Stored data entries
━━━━━━━━━━━━━━━━━━━━━━━━━━━━━━
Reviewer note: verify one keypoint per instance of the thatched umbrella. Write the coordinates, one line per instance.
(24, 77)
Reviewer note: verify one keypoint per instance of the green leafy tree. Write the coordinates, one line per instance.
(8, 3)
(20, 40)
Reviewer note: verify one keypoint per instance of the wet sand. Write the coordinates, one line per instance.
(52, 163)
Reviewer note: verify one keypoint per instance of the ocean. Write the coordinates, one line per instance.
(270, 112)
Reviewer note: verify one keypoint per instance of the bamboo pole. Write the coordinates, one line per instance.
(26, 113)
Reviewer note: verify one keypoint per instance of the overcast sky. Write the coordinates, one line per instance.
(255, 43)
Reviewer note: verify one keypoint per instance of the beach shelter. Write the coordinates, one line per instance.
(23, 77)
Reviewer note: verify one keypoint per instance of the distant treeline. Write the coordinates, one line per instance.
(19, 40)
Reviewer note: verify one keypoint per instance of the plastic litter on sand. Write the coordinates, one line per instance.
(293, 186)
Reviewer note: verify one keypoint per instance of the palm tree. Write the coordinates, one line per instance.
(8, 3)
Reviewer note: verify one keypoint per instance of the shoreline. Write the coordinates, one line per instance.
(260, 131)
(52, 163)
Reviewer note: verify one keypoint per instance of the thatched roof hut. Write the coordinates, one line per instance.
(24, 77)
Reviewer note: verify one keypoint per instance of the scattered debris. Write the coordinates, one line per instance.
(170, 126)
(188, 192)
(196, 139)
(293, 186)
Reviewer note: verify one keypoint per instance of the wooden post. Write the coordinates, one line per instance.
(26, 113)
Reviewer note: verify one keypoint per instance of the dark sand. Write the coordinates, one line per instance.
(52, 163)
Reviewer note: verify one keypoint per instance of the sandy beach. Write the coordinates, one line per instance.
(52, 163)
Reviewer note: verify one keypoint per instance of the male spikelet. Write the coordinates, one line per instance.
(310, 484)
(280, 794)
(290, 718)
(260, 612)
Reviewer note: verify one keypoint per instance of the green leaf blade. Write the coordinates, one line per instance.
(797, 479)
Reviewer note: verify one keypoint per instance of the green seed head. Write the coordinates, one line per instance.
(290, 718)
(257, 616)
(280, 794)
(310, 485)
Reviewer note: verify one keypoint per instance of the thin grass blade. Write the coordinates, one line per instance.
━━━━━━━━━━━━━━━━━━━━━━━━━━━━━━
From the line containing "green leaf blade." to the last line above, repeat every line exactly and nothing else.

Reviewer note: verify one keypoint per instance of the green leaf blade. Write the coordinates, one line per instance.
(797, 479)
Reviewer note: verify one keypoint per instance of the green seed head. Write the coordinates, one line per instance.
(290, 718)
(257, 616)
(280, 794)
(310, 485)
Reviewer note: verify one keypoint per instance of the thin grass blade. Write the coordinates, one line per instance.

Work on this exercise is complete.